● Exercise objective:
Reproduce the material below line for line, with no change to any character.

Data records
>> start
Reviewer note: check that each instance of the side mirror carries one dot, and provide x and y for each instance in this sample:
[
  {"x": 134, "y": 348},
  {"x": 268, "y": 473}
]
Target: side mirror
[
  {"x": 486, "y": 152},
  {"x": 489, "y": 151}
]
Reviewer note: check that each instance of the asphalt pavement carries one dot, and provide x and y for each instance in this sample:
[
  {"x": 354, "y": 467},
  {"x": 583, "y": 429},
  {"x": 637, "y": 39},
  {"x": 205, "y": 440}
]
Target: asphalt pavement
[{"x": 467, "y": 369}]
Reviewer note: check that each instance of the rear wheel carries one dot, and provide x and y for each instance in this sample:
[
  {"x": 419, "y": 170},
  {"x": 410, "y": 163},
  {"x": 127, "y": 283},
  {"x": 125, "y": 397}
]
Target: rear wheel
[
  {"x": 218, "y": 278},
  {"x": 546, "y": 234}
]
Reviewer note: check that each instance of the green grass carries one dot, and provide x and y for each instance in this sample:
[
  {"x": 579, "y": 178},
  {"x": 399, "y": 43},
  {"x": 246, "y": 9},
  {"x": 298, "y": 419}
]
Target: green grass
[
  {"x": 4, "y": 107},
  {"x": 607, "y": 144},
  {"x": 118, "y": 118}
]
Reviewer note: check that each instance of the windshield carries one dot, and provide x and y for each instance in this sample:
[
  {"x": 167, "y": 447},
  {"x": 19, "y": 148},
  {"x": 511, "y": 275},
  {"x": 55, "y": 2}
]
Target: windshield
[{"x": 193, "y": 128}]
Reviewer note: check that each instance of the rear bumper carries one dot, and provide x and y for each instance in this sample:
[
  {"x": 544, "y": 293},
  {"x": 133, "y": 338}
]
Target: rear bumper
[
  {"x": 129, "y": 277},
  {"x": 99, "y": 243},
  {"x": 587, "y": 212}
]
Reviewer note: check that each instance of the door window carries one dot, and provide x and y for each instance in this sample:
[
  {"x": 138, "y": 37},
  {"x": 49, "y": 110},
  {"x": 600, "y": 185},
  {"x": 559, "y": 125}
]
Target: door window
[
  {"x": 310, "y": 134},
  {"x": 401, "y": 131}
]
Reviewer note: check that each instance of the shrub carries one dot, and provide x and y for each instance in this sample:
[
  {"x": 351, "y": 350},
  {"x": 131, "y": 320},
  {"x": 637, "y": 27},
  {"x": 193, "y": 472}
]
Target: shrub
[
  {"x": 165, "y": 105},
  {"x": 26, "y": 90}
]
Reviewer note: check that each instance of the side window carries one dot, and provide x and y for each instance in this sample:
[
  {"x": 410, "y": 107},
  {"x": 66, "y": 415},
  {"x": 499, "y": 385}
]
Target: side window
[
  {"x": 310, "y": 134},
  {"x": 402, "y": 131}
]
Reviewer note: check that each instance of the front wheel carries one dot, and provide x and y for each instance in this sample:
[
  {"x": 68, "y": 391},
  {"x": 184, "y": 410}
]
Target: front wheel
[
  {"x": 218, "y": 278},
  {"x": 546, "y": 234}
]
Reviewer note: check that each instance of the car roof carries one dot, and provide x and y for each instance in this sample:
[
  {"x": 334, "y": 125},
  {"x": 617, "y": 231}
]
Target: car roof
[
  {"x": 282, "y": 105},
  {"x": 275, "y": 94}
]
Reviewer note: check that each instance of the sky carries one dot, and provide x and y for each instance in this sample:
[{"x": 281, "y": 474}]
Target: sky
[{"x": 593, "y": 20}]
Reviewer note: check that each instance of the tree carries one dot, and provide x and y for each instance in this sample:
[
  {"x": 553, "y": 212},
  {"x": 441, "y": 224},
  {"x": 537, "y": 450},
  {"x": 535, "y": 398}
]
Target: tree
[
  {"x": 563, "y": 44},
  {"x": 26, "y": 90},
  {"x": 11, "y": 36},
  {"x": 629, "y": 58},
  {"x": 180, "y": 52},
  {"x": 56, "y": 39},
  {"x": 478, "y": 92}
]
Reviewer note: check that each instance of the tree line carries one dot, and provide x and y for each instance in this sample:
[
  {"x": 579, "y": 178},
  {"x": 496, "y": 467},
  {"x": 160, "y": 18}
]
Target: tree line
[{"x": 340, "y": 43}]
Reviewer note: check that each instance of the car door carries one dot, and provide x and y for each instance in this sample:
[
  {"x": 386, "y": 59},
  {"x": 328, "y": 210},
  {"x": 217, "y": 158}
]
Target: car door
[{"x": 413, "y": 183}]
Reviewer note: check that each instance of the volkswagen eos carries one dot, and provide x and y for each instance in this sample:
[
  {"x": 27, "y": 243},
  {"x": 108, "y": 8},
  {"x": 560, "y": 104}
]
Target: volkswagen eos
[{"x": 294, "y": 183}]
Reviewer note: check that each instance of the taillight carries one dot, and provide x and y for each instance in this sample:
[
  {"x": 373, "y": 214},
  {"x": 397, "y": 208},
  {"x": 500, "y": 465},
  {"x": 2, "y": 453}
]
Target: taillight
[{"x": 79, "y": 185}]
>> end
● Complete answer:
Reviewer note: check that each instance of the side mirror carries one dot, and provide x and y for each instance in this sample:
[
  {"x": 134, "y": 348},
  {"x": 268, "y": 473}
]
Target: side mirror
[
  {"x": 486, "y": 152},
  {"x": 489, "y": 151}
]
Reviewer note: check that each instance of the asphalt pavement carries one dot, and provide x and y for each instance in this sample:
[
  {"x": 354, "y": 467},
  {"x": 583, "y": 429},
  {"x": 637, "y": 39},
  {"x": 205, "y": 440}
]
Target: asphalt pavement
[{"x": 467, "y": 369}]
Reviewer note: check that each instance of the rear wheel carries one dot, and provide x and y for each instance in this sample:
[
  {"x": 419, "y": 170},
  {"x": 410, "y": 163},
  {"x": 127, "y": 283},
  {"x": 125, "y": 397}
]
Target: rear wheel
[
  {"x": 218, "y": 278},
  {"x": 546, "y": 234}
]
Reviewer note: check that each instance of the green grass carries one dot, and provide x and y for each instance in this sample:
[
  {"x": 579, "y": 178},
  {"x": 399, "y": 43},
  {"x": 246, "y": 9},
  {"x": 298, "y": 419}
]
Target: green grass
[
  {"x": 4, "y": 107},
  {"x": 607, "y": 144},
  {"x": 118, "y": 118}
]
Reviewer note: check that each instance of the windshield carries one dot, and provide x and y for each instance in this sample:
[
  {"x": 167, "y": 447},
  {"x": 19, "y": 148},
  {"x": 511, "y": 275},
  {"x": 55, "y": 2}
]
Target: windshield
[{"x": 193, "y": 128}]
Reviewer note: check that each instance of the rear bumper carries one dot, and provide x and y for each instance in this sample:
[
  {"x": 544, "y": 293},
  {"x": 133, "y": 338}
]
Target: rear bumper
[
  {"x": 129, "y": 277},
  {"x": 99, "y": 243},
  {"x": 587, "y": 212}
]
Reviewer note: check that each instance of the door window carries one dot, and provide x and y for each instance in this sample:
[
  {"x": 138, "y": 37},
  {"x": 49, "y": 110},
  {"x": 600, "y": 185},
  {"x": 559, "y": 125}
]
Target: door window
[
  {"x": 310, "y": 134},
  {"x": 401, "y": 131}
]
Reviewer note: check that each instance of the shrub carries one dot, and provide x and y for each instance in this sample:
[
  {"x": 351, "y": 350},
  {"x": 131, "y": 320},
  {"x": 637, "y": 27},
  {"x": 193, "y": 472}
]
Target: shrub
[
  {"x": 165, "y": 105},
  {"x": 26, "y": 90}
]
Reviewer note: check that each instance of the side window carries one dot, and provide x and y for each instance in this sample:
[
  {"x": 410, "y": 107},
  {"x": 66, "y": 415},
  {"x": 499, "y": 385}
]
Target: side window
[
  {"x": 310, "y": 134},
  {"x": 402, "y": 131}
]
Reviewer note: check that each instance of the front wheel carries one dot, and provide x and y for each instance in this sample:
[
  {"x": 68, "y": 391},
  {"x": 184, "y": 410}
]
Target: front wheel
[
  {"x": 218, "y": 278},
  {"x": 546, "y": 234}
]
Reviewer note: check that each instance of the car roof carries one dot, and provide x and y for each instance in this sample:
[
  {"x": 334, "y": 125},
  {"x": 617, "y": 231}
]
Target: car roof
[
  {"x": 282, "y": 105},
  {"x": 275, "y": 94}
]
Reviewer note: check that each instance of the sky carries one dot, and provide x and y for each instance in this sample:
[{"x": 281, "y": 474}]
Target: sky
[{"x": 593, "y": 20}]
Reviewer note: check that each instance of the tree carries one dot, and provide x and y for each instance in this sample:
[
  {"x": 553, "y": 212},
  {"x": 441, "y": 224},
  {"x": 537, "y": 450},
  {"x": 535, "y": 398}
]
Target: tree
[
  {"x": 563, "y": 44},
  {"x": 26, "y": 90},
  {"x": 11, "y": 36},
  {"x": 629, "y": 58},
  {"x": 180, "y": 52},
  {"x": 56, "y": 39},
  {"x": 478, "y": 92}
]
Reviewer note: check that each instance of the tree line carries one dot, and provide x and y for each instance in this sample:
[
  {"x": 579, "y": 178},
  {"x": 496, "y": 467},
  {"x": 160, "y": 18}
]
Target: tree line
[{"x": 340, "y": 43}]
Reviewer note: check that each instance of the car door carries one dot, and provide x and y for each instance in this sample:
[
  {"x": 386, "y": 59},
  {"x": 328, "y": 210},
  {"x": 217, "y": 158}
]
Target: car door
[{"x": 413, "y": 183}]
Reviewer note: check that each instance of the volkswagen eos carries one dot, and provide x and y for each instance in this sample:
[
  {"x": 27, "y": 243},
  {"x": 108, "y": 8},
  {"x": 560, "y": 104}
]
Target: volkswagen eos
[{"x": 294, "y": 183}]
Reviewer note: check that each instance of the taillight carries one dot, and provide x and y for each instance in this sample:
[
  {"x": 373, "y": 214},
  {"x": 397, "y": 208},
  {"x": 500, "y": 465},
  {"x": 2, "y": 453}
]
Target: taillight
[{"x": 79, "y": 185}]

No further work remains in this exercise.